▸ **Natural language region descriptions**
◇ ◇ ◇ ◇ ◇ ◇ ◇

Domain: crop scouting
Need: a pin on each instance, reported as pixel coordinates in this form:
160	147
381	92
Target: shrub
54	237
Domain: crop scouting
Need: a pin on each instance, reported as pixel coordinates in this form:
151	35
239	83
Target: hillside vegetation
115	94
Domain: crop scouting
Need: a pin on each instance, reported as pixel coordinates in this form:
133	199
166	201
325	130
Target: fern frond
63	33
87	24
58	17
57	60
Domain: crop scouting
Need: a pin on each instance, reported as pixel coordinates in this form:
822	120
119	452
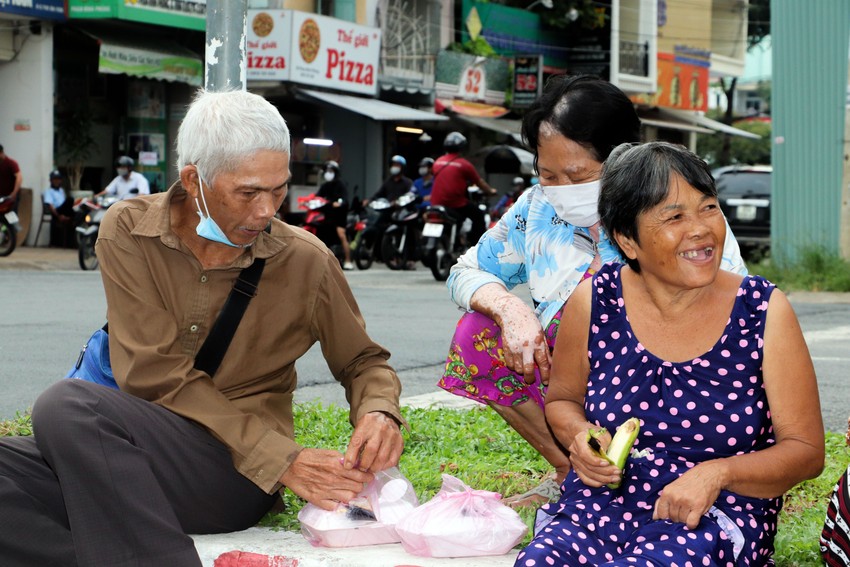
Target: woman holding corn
712	364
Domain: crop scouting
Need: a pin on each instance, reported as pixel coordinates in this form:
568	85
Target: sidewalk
297	552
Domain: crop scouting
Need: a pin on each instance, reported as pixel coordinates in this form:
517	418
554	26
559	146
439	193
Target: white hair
221	129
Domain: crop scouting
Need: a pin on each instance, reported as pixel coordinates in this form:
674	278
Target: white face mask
577	204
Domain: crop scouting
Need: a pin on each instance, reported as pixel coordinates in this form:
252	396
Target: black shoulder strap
244	289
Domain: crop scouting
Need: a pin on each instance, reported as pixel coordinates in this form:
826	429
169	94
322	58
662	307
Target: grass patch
815	270
477	447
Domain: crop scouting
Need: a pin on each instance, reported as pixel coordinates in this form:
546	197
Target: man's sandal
546	491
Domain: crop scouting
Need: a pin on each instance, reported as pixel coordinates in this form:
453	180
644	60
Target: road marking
834	334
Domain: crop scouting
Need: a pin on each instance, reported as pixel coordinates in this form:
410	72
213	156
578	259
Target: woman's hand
592	469
523	342
689	497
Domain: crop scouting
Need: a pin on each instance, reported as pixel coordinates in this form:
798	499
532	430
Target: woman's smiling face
561	161
680	239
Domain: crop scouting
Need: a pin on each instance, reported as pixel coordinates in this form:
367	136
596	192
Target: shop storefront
123	79
322	73
26	120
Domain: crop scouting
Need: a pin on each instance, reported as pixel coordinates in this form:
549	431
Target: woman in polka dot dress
715	367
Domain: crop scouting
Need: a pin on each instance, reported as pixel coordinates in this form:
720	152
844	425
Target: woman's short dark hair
586	109
636	177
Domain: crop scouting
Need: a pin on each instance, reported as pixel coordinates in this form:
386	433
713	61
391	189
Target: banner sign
187	14
682	82
269	44
36	9
133	61
314	50
335	53
467	77
528	80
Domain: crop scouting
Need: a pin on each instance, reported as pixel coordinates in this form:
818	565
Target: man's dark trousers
110	479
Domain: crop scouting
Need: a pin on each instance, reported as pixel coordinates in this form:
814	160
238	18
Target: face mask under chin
207	228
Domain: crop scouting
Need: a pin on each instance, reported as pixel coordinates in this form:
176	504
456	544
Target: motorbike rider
425	182
509	198
61	207
396	185
335	191
128	183
452	175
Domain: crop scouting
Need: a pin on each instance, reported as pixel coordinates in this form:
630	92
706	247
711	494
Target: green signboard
187	14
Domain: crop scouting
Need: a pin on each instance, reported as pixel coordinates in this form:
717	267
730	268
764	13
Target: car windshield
744	183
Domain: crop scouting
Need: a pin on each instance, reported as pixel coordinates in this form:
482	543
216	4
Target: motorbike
400	243
89	213
8	226
319	222
445	238
366	246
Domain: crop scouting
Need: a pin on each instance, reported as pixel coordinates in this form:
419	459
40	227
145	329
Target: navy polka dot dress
711	407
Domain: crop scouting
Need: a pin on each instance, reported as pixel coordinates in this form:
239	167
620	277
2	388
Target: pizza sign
269	48
335	53
316	50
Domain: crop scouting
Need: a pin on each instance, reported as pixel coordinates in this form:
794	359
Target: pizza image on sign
309	40
262	24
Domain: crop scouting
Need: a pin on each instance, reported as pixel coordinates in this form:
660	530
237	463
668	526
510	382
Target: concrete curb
292	549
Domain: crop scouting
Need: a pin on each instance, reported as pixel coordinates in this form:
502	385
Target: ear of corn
620	446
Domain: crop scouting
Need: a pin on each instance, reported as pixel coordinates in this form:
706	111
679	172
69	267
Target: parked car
744	194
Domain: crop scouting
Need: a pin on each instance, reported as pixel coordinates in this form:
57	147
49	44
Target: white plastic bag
461	522
369	519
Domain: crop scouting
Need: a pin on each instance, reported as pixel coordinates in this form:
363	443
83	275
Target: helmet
454	142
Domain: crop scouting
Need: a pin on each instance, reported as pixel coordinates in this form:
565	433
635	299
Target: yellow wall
688	23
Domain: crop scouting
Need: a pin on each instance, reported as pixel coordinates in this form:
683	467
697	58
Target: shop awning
524	159
148	58
704	122
653	118
504	126
372	107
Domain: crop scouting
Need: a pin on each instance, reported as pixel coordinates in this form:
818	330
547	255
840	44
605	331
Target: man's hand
317	476
376	443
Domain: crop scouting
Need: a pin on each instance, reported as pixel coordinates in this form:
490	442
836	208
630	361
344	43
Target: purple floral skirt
475	367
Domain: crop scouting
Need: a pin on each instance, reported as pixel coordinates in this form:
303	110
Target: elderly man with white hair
120	476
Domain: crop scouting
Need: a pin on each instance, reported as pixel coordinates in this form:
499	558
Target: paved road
51	307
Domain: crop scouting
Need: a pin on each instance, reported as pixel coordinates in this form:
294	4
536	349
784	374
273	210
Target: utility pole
225	48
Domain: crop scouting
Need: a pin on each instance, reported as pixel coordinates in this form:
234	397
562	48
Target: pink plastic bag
369	519
461	522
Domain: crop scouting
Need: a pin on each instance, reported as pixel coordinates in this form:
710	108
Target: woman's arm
798	455
568	388
498	257
792	394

◇ ◇ ◇ ◇ ◇ ◇ ◇

▸ **Prompt**
Make an exact copy of all entries above, dropping the images.

▸ **Task response**
Domain: crop scouting
Need: a pin on each instance, reported as pixel coordinates in this form:
160	147
381	92
Target: shrub
54	237
Domain: crop scouting
Need: a pin on each instance, reported as pixel coordinates in this form:
151	35
239	83
Target: hillside vegetation
115	94
Domain: crop scouting
Need: a pin on each instance, reported as pixel coordinates in this form:
133	199
166	201
325	130
Target: fern frond
63	33
87	24
58	17
57	60
Domain: crop scouting
Need: a pin on each instance, reported as pixel coordinates in this form:
822	120
119	452
Target: woman holding corn
712	364
Domain: crop scouting
Need: a pin on each instance, reported as pixel coordinates in this form:
568	85
Target: sidewalk
297	552
Domain: crop scouting
Need: a pin on each instance, reported as pixel coordinates in this form:
517	418
554	26
559	146
439	193
Target: white hair
221	129
Domain: crop scouting
Need: a pin on each instance, reported as pixel coordinates in this form:
674	278
Target: white face mask
577	204
Domain: crop scouting
Need: a pin on each instance, reported as pixel coordinates in this form:
252	396
Target: black shoulder strap
244	289
Domain: crop scouting
Need: a pin on each instance, reported as pixel coordinates in this form:
826	429
169	94
322	58
662	307
Target: grass patch
815	270
477	447
Domain: crop scouting
Need: a pin on each instance, reported as pixel coordinates in this form:
546	197
Target: man's sandal
546	491
Domain: crop scouting
Need: a pin on each instance, reported as pixel coordinates in this form:
453	180
644	60
Target: road marking
834	334
Domain: crop scouting
Need: a pin on each instance, reported as pixel coordinates in this form:
410	72
213	156
578	259
Target: woman's hand
592	469
523	342
689	497
Domain: crop scouting
Need: a pin on each instance, reported as pixel coordinates in this form:
798	499
532	430
Target: woman's smiling face
561	161
680	239
Domain: crop scouting
Need: a pin on each instance, reported as pixel coordinates in this form:
367	136
596	192
Target: shop storefront
123	79
322	73
26	120
Domain: crop scouting
Need: a pin on each instance, reported as pixel coordinates in this form:
549	431
Target: woman in polka dot dress
715	367
Domain: crop scouting
Need: a pin on each instance, reported as pixel coordinates in this form:
720	152
844	425
Target: woman's short dark hair
586	109
636	177
Domain: crop scouting
Need: a pin on each instance, reported as pixel coordinates in this form:
386	433
713	61
391	189
Target: banner sign
187	14
682	82
269	44
36	9
133	61
314	50
335	53
467	77
528	80
Domain: crop scouting
Need: a pin on each instance, reported as pixel coordinates in this form:
818	565
Target: man's dark trousers
110	479
Domain: crop scouting
Need: a pin on each instance, reported as pixel coordinates in this form:
814	160
238	18
Target: face mask under chin
207	228
Domain: crop scouting
Need: a pin on each instance, reported as pixel coordinates in this form:
176	504
456	544
Target: motorbike rider
425	182
509	198
61	207
396	185
335	191
128	183
452	175
Domain: crop scouting
Need: a pin on each instance, reported as pixel coordinates in this form:
630	92
706	247
711	494
Target: green signboard
187	14
Domain: crop scouting
Need: a pin on each instance, reported as pixel coordinates in this form:
717	267
730	268
764	13
Target: car windshield
744	183
Domain: crop scouting
Need: a pin on each instance, reported as pixel coordinates in this form:
482	543
216	4
Target: motorbike
400	243
89	213
8	226
319	222
445	238
366	246
Domain: crop scouting
Need: a pin on each instance, reported as pixel coordinates in this form:
419	459
40	227
145	329
Target: navy polka dot dress
711	407
Domain: crop scouting
Need: a pin on each instance, reported as pixel coordinates in this form:
239	167
620	277
2	388
Target: pizza sign
269	48
335	53
316	50
Domain: crop scouting
Need: a pin on each instance, reported as pixel coordinates in this form:
794	359
Target: pizza image on sign
309	40
262	24
Domain: crop scouting
Need: a pin on each instance, reported as pixel coordinates in this form:
660	530
237	463
668	526
510	382
Target: concrete curb
292	549
Domain: crop scouting
Need: a pin on each instance, reported as pixel coordinates in this form:
502	385
Target: ear of corn
620	446
Domain: crop scouting
Need: a pin on each instance, reported as pixel coordinates in this form:
706	111
679	172
69	267
Target: parked car
744	194
Domain: crop scouting
Need: a pin on each instance, reported as pixel coordinates in this form:
57	147
49	44
Target: white plastic bag
461	522
369	519
Domain: crop scouting
Need: a pin on each instance, reported as pixel coordinates in this form:
363	443
83	275
Target: helmet
454	142
Domain: crop scouting
Need: a pin on each instance, reported as pixel coordinates in this form:
565	433
635	299
Target: yellow wall
688	23
Domain: crop scouting
Need: a pin on each instance, reported as pixel coordinates in this form:
683	467
697	58
Target: shop awning
524	159
148	58
704	122
653	118
504	126
372	107
Domain: crop scouting
Need: a pin on each instance, reported as pixel coordinates in this form:
818	330
547	255
840	44
605	331
Target: man's hand
317	476
376	443
Domain: crop scouting
Need: a pin on each instance, reported as pixel coordinates in this form:
490	442
836	208
630	361
344	43
Target: purple floral skirt
475	367
Domain: crop scouting
Need: a pin on each instance, reported as pixel coordinates in this form:
303	110
Target: elderly man with white hair
120	476
Domain: crop scouting
Need: a pin on each instance, reported as pixel coordinates in this form:
499	558
Target: paved road
51	307
Domain: crop scouting
Need: a pin on each instance, reported as pixel coordinates in this form:
294	4
536	349
784	374
273	210
Target: utility pole
225	48
Domain: crop scouting
Need: a pin on each instance, reported as pixel coordinates in this form:
234	397
562	48
Target: pink plastic bag
369	519
461	522
Domain: crop scouting
Need: a pin on each instance, reported as pixel coordinates in this form:
710	108
Target: woman's arm
798	455
568	388
498	257
792	394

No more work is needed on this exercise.